# The exercise:
Please answer these questions from the column on Starmer's energy speech, one line each:
(a) By how much would every household be better off each year under Starmer's vision?
(b) What is the rough maximum demand for electricity in the UK?
(c) How much wind capacity does the UK have today?

This column has plenty of respect for Sir Keir Starmer. He’s in the process, albeit with plenty of assistance from the Tory party, of taking his Labour Party into power just five years after they were eviscerated at the polls. He’s pragmatic, steady and has a moral compass that points due north. It’s unlikely he knew how lucky he would be; but he’s consistently put himself in the best position to take advantage of that luck. On Monday, he was giving a speech on energy in Scotland and, as the most expensive of his policy pillars, it’s worth looking at.
As with so many of the Starmer’s speeches, it’s workmanlike stuff- no one could claim that heights of oratory are hit. Nevertheless, on the surface, it feels bold. Starmer’s vision is of a future where our country is fuelled by nuclear, wind and solar with fossil fuels banished, energy security secured forever and every household £1,400 better off every year. At the same time, Starmer’s government-funded GB Energy will lead a £100bn jobs and technology miracle which will allow the UK to compete with the US’s Inflation Reduction Act and the pesky EU.
First of all, Starmer is not wrong in all of what he says: we are approaching a generational shift in energy that will see the world try to wean itself off – fairly gradually – fossil fuels and the UK can and should play its part. The IRA is a serious economic threat to the UK and nobody at Westminster should underestimate the danger it poses to the UK’s interests. There is unquestionably a role for the UK government within the global energy transition and Starmer is right to lay out his ideas for that transition. He’s a serious man and these are seemingly serious policies. Unfortunately, they are – sorry about this – total bollocks.
First of all, the UK already has a good energy transition policy. It may have been written by a government that Starmer doesn’t like but he would have done better to have read it before coming forward with his own ideas and acknowledging that we’re not starting from zero here.
Second, Starmer talks about quadrupling, offshore wind and tripling solar power. That would take the UK’s installed capacity to well beyond 100 GWs. Maximum demand for electricity in the UK is roughly 45 GWs so we would end up having way more capacity than we could ever need. We could sell that power into the European grid, but given the EU’s own energy plans, it’s much more likely that electricity will go to waste which is not much of an investment case and if it’s not much of an investment case, it can only mean one thing – that power will become more expensive.
Thirdly, and just as importantly, when the wind doesn’t blow and the sun doesn’t shine in the UK, it tends to be the case for the whole country – or, at least, we don’t have wildly different weather in the North Sea and the Irish Sea. We’re not big enough to have two totally opposing weather systems working differently across our islands. The likelihood then is that Starmer’s 80 GWs of installed capacity will be feast or famine – as our 20 GWs of current wind capacity is today.

# Given material:
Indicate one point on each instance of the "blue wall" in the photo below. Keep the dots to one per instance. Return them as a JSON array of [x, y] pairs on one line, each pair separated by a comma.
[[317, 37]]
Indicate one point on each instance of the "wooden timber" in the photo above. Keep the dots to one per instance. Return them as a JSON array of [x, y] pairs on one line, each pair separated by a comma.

# Response to the task:
(a) £1,400
(b) Roughly 45 GWs
(c) 20 GWs